_Exercise details_.
The entries below contain pictures. Retype everything except those pictures, exactly as given.

_Input material_.
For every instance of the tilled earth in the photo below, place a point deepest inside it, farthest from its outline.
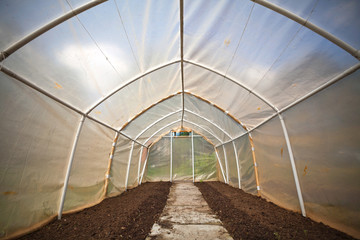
(250, 217)
(128, 216)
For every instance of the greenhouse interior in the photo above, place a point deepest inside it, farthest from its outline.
(99, 97)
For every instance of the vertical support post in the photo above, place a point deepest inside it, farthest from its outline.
(192, 154)
(139, 166)
(71, 159)
(171, 138)
(221, 168)
(226, 165)
(128, 168)
(237, 164)
(107, 175)
(255, 164)
(143, 171)
(293, 166)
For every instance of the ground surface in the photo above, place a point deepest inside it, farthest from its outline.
(187, 216)
(128, 216)
(249, 217)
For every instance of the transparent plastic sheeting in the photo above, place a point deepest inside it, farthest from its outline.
(37, 137)
(158, 166)
(90, 164)
(227, 95)
(259, 54)
(213, 114)
(196, 110)
(274, 168)
(340, 18)
(134, 98)
(19, 18)
(80, 65)
(324, 133)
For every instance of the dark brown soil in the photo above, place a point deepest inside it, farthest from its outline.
(128, 216)
(250, 217)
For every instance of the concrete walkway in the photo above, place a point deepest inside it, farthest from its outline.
(187, 216)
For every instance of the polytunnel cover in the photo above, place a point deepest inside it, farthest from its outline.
(91, 89)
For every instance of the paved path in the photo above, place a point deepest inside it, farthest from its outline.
(187, 216)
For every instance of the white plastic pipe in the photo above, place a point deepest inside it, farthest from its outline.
(221, 168)
(171, 139)
(192, 155)
(237, 164)
(143, 171)
(67, 176)
(293, 166)
(128, 168)
(226, 165)
(139, 166)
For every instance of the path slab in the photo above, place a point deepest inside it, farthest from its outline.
(187, 216)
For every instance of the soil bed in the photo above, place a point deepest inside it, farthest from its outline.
(250, 217)
(128, 216)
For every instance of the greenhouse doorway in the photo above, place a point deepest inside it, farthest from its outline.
(182, 156)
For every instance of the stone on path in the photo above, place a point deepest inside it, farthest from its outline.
(187, 216)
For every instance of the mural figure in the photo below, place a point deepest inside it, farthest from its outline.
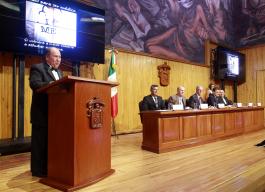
(175, 29)
(255, 30)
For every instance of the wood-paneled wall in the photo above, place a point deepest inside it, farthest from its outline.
(135, 74)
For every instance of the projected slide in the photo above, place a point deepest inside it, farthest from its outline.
(233, 64)
(50, 25)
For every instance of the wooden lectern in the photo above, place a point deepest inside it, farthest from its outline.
(79, 133)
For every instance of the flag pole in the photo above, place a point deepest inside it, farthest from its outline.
(114, 133)
(112, 77)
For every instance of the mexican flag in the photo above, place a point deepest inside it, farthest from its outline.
(114, 91)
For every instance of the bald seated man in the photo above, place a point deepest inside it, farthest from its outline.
(196, 99)
(40, 75)
(178, 98)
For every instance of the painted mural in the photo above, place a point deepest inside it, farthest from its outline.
(250, 20)
(177, 29)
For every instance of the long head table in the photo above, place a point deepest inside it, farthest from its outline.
(166, 130)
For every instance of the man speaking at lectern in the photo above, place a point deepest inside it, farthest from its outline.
(40, 75)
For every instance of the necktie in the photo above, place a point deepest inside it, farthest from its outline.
(156, 101)
(224, 101)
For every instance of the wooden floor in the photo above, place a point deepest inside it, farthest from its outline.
(226, 166)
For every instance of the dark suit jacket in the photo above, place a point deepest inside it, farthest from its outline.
(40, 75)
(149, 104)
(194, 99)
(228, 102)
(213, 100)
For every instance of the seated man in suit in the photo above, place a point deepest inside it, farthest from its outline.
(196, 99)
(153, 101)
(223, 99)
(214, 97)
(178, 98)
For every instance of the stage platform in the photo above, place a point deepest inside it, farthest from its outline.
(229, 165)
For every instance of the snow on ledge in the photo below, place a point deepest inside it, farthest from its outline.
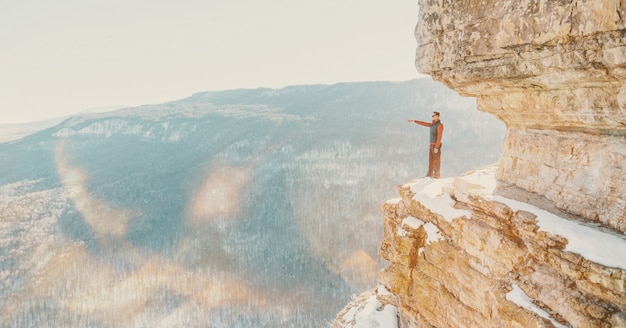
(430, 192)
(590, 242)
(520, 298)
(371, 314)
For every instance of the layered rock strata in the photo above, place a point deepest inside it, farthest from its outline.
(538, 240)
(554, 72)
(465, 252)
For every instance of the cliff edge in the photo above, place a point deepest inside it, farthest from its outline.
(537, 240)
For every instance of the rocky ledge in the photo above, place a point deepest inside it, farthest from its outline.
(474, 251)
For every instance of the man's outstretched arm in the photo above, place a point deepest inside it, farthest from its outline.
(419, 122)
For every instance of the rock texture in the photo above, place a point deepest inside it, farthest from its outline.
(478, 250)
(457, 267)
(554, 72)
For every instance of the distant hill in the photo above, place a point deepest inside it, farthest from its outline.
(242, 208)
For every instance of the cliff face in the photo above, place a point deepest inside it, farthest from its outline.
(477, 252)
(538, 239)
(554, 72)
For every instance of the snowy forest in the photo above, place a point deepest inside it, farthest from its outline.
(239, 208)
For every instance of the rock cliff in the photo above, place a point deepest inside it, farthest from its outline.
(538, 239)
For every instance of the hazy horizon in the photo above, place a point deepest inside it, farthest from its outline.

_In response_.
For every instance of the tilled earth in the photo below, place a point deepest inside it, farthest from its outline.
(250, 217)
(128, 216)
For every instance of the greenhouse interior in the photo above, place a point deepest inside it, farthest from its outline.
(99, 97)
For every instance of the vertical support post in the photo above, place a point deepest inside it, farthest from its outline.
(192, 154)
(139, 166)
(71, 159)
(171, 138)
(221, 168)
(226, 165)
(128, 168)
(237, 164)
(107, 175)
(255, 164)
(143, 171)
(293, 166)
For every instance of the ground surface in the photo above, place a point deepest inside it, farthest from its outline.
(187, 216)
(128, 216)
(249, 217)
For every instance of the transparent plastic sheeting in the photo above, place a point deepest inside it, farthest from its outline.
(37, 137)
(158, 166)
(90, 164)
(227, 95)
(259, 54)
(213, 114)
(196, 110)
(274, 168)
(340, 18)
(134, 98)
(19, 18)
(80, 65)
(324, 133)
For every instance of the dark brown soil in the photo above, place a point deepest inside it, farthest from its outline.
(128, 216)
(250, 217)
For every instance of the concrete walkway in the photo above, place a point deepest inside it, farthest from its outline.
(187, 216)
For every instance of the polytunnel cover in the photo above, place a point deepest inside it, farthest from its outline.
(91, 89)
For every instance of the paved path in the photo above, place a point deepest inside it, farthest from its outline.
(187, 216)
For every instance of the white plastic pipe in the photo above, place a point deepest inside it, farthest from its outline.
(221, 168)
(171, 139)
(192, 155)
(237, 164)
(143, 171)
(67, 176)
(293, 166)
(128, 168)
(226, 165)
(139, 166)
For every instance of the path slab in the photo above, place a point deepest inside it, farthest from its outline.
(187, 216)
For every instance of the soil bed in the photo above, place a point deepest inside it, farthest from its outline.
(250, 217)
(128, 216)
For every instance of the greenhouse doorway in the photo above, place a point deepest inside it, farthest from its outline.
(182, 156)
For every instance of the stone on path in the photo above, place a point deepest inside it, farthest from its outline.
(187, 216)
For every instance of the mural figure in the photo below, place a point deepest inside it, farthest from its outline.
(175, 29)
(255, 30)
For every instance of the wood-paneled wall in the photo above, place a point deepest inside it, farthest from its outline.
(135, 74)
For every instance of the projected slide in the photo above, place a point deepest inside it, farthest from its outline.
(233, 64)
(50, 25)
For every instance of the wooden lectern in the photo above, place a point deepest inside it, farthest from its outline.
(79, 133)
For every instance of the flag pole in the photo above, place a point deepest inside it, farthest from its outline.
(114, 133)
(112, 77)
For every instance of the mexican flag in the photo above, place a point deepest inside it, farthest from its outline.
(114, 91)
For every instance of the bald seated man in the photo above, place a point deepest inside it, farthest from its outline.
(196, 99)
(40, 75)
(178, 98)
For every instance of the painted mural in the photo above, place a point deepest inside it, farthest from its outline.
(250, 20)
(177, 29)
For every instance of the long head table in the photo above, place a point deepest inside it, farthest from its outline.
(166, 130)
For every instance of the man speaking at lectern in the photo above, place a point deepest inside it, farthest from its outline.
(40, 75)
For every instance of the necktie in the photo above, place a point deepest inside it, farthest from its outline.
(156, 101)
(224, 101)
For every instance of the wooden floor in the photo above, place a point deepest inside it, farthest from its outline.
(226, 166)
For every instance of the dark suit jacket in the photo above, place a point deepest inside it, farthest from its outline.
(40, 75)
(149, 104)
(194, 99)
(228, 102)
(213, 100)
For every instance of the seated man in suit in the photo above, place a point deepest inside it, farthest from its outline.
(196, 99)
(153, 101)
(223, 99)
(214, 97)
(178, 98)
For every instance of the stage platform in the photo above, place a point deepest inside it, farthest from its outline.
(229, 165)
For every instance of the snow on ledge in the photo below, place a point deepest inside it, farthest from its outline.
(430, 192)
(590, 242)
(520, 298)
(371, 314)
For every instance of the layered rock strata in the photo above, place a point deepest inside it, farthest from its outline.
(538, 240)
(554, 72)
(465, 252)
For every instance of the cliff edge in the photo above, place a point deepest inside it, farthest from its outline.
(537, 240)
For every instance of the rocky ledge in the photo above, place a point deepest inside it, farthest from its outline.
(474, 251)
For every instance of the man's outstretched arm in the photo above, place a point deepest inside it, farthest from its outline.
(419, 122)
For every instance of the rock texture in the photo above, place a point deepest inside it, farthest from its outline.
(478, 250)
(457, 267)
(554, 72)
For every instance of the distant hill in the photo above, place a point deepest inside it, farthest from its outline.
(242, 208)
For every instance of the cliff face in the photo above, place a point deepest inside it, farthest from its outline.
(477, 252)
(538, 239)
(554, 72)
For every instance of the snowy forest in the photo above, place a point deepest inside it, farthest from its outline.
(239, 208)
For every instance of the rock cliff in the photo above, place a point deepest inside it, farthest from its outline.
(538, 239)
For every instance of the hazy horizon in the photo above, place a point deepest inside it, farthest from its outline.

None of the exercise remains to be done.